Directions for this task ▸ Copy the entries that follow, exactly and completely.

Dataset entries

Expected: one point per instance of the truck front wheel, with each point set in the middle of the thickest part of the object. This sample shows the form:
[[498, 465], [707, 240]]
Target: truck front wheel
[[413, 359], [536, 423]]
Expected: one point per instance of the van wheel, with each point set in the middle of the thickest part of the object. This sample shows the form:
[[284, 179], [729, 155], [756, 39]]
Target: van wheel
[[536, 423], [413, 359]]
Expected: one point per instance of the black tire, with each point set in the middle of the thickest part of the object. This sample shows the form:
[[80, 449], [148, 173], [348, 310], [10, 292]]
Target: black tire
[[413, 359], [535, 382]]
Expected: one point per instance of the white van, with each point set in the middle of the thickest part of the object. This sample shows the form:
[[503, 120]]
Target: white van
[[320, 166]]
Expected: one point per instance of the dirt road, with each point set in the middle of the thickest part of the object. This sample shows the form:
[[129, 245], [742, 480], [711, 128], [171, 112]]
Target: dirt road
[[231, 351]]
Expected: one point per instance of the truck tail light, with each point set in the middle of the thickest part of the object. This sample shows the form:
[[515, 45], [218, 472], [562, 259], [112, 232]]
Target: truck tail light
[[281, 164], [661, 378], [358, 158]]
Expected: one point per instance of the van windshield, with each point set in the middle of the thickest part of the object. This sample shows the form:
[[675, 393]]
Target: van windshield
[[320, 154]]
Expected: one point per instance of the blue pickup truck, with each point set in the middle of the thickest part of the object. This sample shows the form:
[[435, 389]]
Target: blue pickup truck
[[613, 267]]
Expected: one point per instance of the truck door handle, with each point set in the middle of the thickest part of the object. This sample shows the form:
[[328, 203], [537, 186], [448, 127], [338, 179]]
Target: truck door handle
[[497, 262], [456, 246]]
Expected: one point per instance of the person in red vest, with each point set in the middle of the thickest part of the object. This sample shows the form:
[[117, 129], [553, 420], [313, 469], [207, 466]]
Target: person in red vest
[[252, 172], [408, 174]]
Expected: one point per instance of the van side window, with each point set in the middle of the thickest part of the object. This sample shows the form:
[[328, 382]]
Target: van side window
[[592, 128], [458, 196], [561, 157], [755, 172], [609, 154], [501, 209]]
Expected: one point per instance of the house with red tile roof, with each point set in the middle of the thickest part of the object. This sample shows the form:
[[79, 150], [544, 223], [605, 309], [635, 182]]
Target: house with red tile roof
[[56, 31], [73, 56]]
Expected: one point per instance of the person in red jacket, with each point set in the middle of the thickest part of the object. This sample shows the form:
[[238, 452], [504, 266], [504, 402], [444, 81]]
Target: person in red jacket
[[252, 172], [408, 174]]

Result ▸
Expected: one point per instance of the truck front wheel, with each point set in the middle of the thickest part of the object. This sample shows the form:
[[498, 465], [707, 240]]
Target: truck front wheel
[[413, 359], [536, 423]]
Expected: one point per instance of the van wheel, with each point set in the middle of the thickest part of the object. This sample shows the form:
[[284, 179], [729, 155], [756, 39]]
Target: van wheel
[[536, 423], [413, 359]]
Expected: one point per instance of the black tire, with each point set in the middle of the thickest part of the object. This sample shows the form:
[[80, 449], [148, 173], [348, 310], [10, 292]]
Target: black tire
[[413, 359], [535, 382]]
Expected: one point per instance of the white van, with each point set in the middle of the thickest part of the object. This sample shows the form:
[[503, 120]]
Target: white van
[[320, 166]]
Expected: one point per instance of the dirt road, with each point set in the middle of the thickest part of the object. This sample shows the form:
[[129, 245], [742, 480], [711, 128], [171, 112]]
Target: dirt road
[[231, 351]]
Expected: one point per instance of the truck tail light, with each point set in the middle of the thickest part of the object. This sample shows the form:
[[515, 45], [218, 472], [562, 259], [112, 232]]
Target: truck tail light
[[281, 164], [661, 378], [358, 158]]
Expected: one point per instance of the van windshield, with each point set in the middle of the thickest part of the object. This sample shows the form:
[[675, 393]]
Target: van windshield
[[320, 154]]
Expected: one point per instance of the blue pickup truck, with each point set in the middle of the thickest part of the object. This sample shows the form:
[[435, 389]]
Target: blue pickup truck
[[613, 267]]
Expected: one point per instance of the truck door handle, with each point set in the middle of the thickest part of the object. This sample shows the form:
[[328, 203], [537, 186], [448, 127], [338, 179]]
Target: truck door handle
[[497, 262], [456, 246]]
Expected: one point per instance of the person in red vest, with each point set in the middle of the thickest part of the object. This sample shows the form:
[[117, 129], [553, 420], [313, 469], [207, 466]]
Target: person in red vest
[[252, 172], [408, 174]]
Expected: one point per instance of the van side window, with each point set in the middle of the thickest part of the object. This sample shows the form:
[[328, 382]]
Target: van side window
[[592, 128], [458, 196], [561, 157], [755, 172], [609, 154], [501, 209]]
Expected: one point per instance of the house with red tile roof, with each point set in the middle of the thickest part of the object. This sample shows the form:
[[79, 150], [544, 223], [605, 309], [635, 182]]
Target: house with red tile roof
[[56, 31], [73, 56]]
Expected: one point per instance of the person in red jacket, with each point set in the middle of the thickest part of the object. This sample shows the form:
[[238, 452], [504, 266], [504, 402], [444, 81]]
Target: person in red jacket
[[252, 172], [408, 174]]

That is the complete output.